== TASK REQUIREMENTS ==
Copy the listing below in full, exactly.
==========
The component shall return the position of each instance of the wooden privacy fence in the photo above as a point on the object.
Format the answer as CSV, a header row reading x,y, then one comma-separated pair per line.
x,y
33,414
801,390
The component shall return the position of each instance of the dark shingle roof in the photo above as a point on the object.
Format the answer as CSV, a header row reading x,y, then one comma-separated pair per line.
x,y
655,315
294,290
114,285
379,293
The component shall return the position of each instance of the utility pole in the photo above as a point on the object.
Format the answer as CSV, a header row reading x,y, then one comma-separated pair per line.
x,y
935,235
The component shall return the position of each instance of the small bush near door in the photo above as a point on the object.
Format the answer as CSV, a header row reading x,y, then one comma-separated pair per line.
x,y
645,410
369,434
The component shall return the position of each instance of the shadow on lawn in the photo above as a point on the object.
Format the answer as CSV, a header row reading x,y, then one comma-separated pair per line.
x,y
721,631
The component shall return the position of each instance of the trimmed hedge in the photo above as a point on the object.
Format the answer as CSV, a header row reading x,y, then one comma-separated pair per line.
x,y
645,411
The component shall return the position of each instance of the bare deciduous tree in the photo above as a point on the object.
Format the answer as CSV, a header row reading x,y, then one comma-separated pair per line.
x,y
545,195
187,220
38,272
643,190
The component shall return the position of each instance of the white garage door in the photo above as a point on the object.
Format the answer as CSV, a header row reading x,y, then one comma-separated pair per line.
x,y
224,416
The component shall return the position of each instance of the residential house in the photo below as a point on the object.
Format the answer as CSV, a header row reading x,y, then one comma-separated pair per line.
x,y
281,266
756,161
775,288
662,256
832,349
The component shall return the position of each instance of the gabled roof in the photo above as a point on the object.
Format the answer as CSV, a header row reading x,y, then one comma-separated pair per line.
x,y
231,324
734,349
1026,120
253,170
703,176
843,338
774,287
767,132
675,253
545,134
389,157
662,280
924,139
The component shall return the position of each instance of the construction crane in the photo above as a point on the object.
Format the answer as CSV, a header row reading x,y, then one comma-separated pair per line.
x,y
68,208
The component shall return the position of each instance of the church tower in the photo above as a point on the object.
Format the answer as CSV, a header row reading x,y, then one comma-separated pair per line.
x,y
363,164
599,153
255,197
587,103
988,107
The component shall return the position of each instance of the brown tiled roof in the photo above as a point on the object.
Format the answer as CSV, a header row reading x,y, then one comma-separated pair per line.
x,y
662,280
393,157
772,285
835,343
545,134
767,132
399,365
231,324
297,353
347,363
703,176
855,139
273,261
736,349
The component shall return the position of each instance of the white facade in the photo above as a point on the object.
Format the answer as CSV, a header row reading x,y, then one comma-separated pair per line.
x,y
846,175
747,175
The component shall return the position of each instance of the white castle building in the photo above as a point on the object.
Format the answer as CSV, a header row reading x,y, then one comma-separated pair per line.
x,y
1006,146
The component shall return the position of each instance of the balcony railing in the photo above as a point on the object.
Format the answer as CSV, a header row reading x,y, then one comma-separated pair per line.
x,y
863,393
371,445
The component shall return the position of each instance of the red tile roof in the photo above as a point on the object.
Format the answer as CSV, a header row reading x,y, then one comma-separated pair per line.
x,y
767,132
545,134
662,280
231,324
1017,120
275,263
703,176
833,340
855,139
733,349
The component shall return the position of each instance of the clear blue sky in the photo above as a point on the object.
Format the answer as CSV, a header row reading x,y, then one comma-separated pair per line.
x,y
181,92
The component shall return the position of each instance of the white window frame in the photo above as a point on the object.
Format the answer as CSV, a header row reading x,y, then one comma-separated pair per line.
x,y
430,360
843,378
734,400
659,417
==========
== ANSWER BELOW ==
The component shall return the position of each instance of the wooden privacy fence in the photo above as a point on the object.
Format the answer as CSV, a header row reading x,y, then one comma-separated pair per line.
x,y
33,414
801,390
The component shall return the position of each instance of the dark shingle roof in the photo above as a point on the object.
Format the answer as CSV, a header row reading x,y, then one comma-separated pair per line.
x,y
655,315
294,290
114,285
379,293
The component shall return the position of each instance of the utility pole in the photo above as a point on the object.
Format the answer as CSV, a header row reading x,y, then one comma-separated pair per line.
x,y
935,235
The component shall return the position of each instance of the small bush near door in the photo above as a point on the object.
Format the answer as CSV, a header row reading x,y, then one comma-separated pair per line.
x,y
645,410
369,434
The component shall return the position of each instance of the shadow on lawn in the photo above as a point on the object.
Format the answer as CSV, a header row reading x,y, then one comma-separated pair per line.
x,y
721,631
The component shall return the position of each instance of the trimmed hedge in the photo above as a point on the object.
Format the answer as CSV, a header row reading x,y, then one comma-separated pair per line.
x,y
645,411
The component shall return the position of each instance of the bare deciduous tree in the photo above as a point on the object.
Format the answer as CSV, a header row reading x,y, then one comma-separated pair per line.
x,y
545,195
187,220
38,272
643,190
The component shall return the position of each instance of the white garage door in the photo above as a point on the object.
Format the answer as CSV, a header row reading x,y, then one comma-separated pair per line.
x,y
224,416
The component shall return the position of each instance of the residential house in the photo below as a point on the object.
Format the answer as CSV, a header row reading x,y, then one comma-separated pair per line.
x,y
281,266
756,161
775,288
662,256
832,349
The component shall return the position of each instance of the gabled roof in the photo above as a point on the object.
Format the answer as CSV, a header row reading x,y, then one comma-separated pair per line.
x,y
231,324
734,349
1026,120
253,170
703,176
843,338
774,287
767,132
675,253
545,134
389,157
662,280
924,139
The component shall return the position of each instance of the construction crane in the photo above as a point on the object.
Format the answer as CSV, a header row reading x,y, then one comma-separated pair per line.
x,y
68,208
The component shall return the position of each instance of the church tower in the photo above as a point on the object.
Format the answer as CSV, a header row reading x,y, then one comma-separated pair per line.
x,y
363,164
599,153
255,197
587,103
988,107
The component shall return the position of each instance of the brown tiled roof in the photo above as a point on the object.
Format the answer as CSV, a header row reading x,y, then one comma-separated pair per line.
x,y
662,280
393,157
772,285
835,343
545,134
767,132
399,365
231,324
297,353
347,363
703,176
855,139
273,261
736,349
The component shall return the position of each instance of the white facade in the photo above as a point on the object.
Format the answer as CSV, a header row reading x,y, then one comma-separated pair per line.
x,y
846,175
747,175
The component shall return the position of each instance of the white castle building in the photo above as a point on the object.
Format the answer as CSV, a header row reading x,y, then one comma-separated pair per line.
x,y
1006,146
The component shall return the position of each instance of the balcony railing in the photo above as a point on the object.
Format the answer as CSV, a header row reading x,y, then one comma-separated pair per line.
x,y
863,393
371,445
The component shall return the position of each instance of the red tile roof in the photo above as a point on the object.
Format the answer as CSV, a header row reading x,y, then one comma-separated pair per line.
x,y
767,132
545,134
662,280
231,324
1017,120
275,263
703,176
833,340
855,139
733,349
The component shall return the position of each instance of the clear blue sky in the photo above as a point on the object.
Format the answer as CSV, a header row reading x,y, then one comma-separated pair per line.
x,y
181,92
The component shall return the position of each instance of the white window frame in the photo above as a point on the object.
Format the answer as CSV, a header row reading x,y, then one comma-separated pair per line.
x,y
430,360
843,378
734,400
659,417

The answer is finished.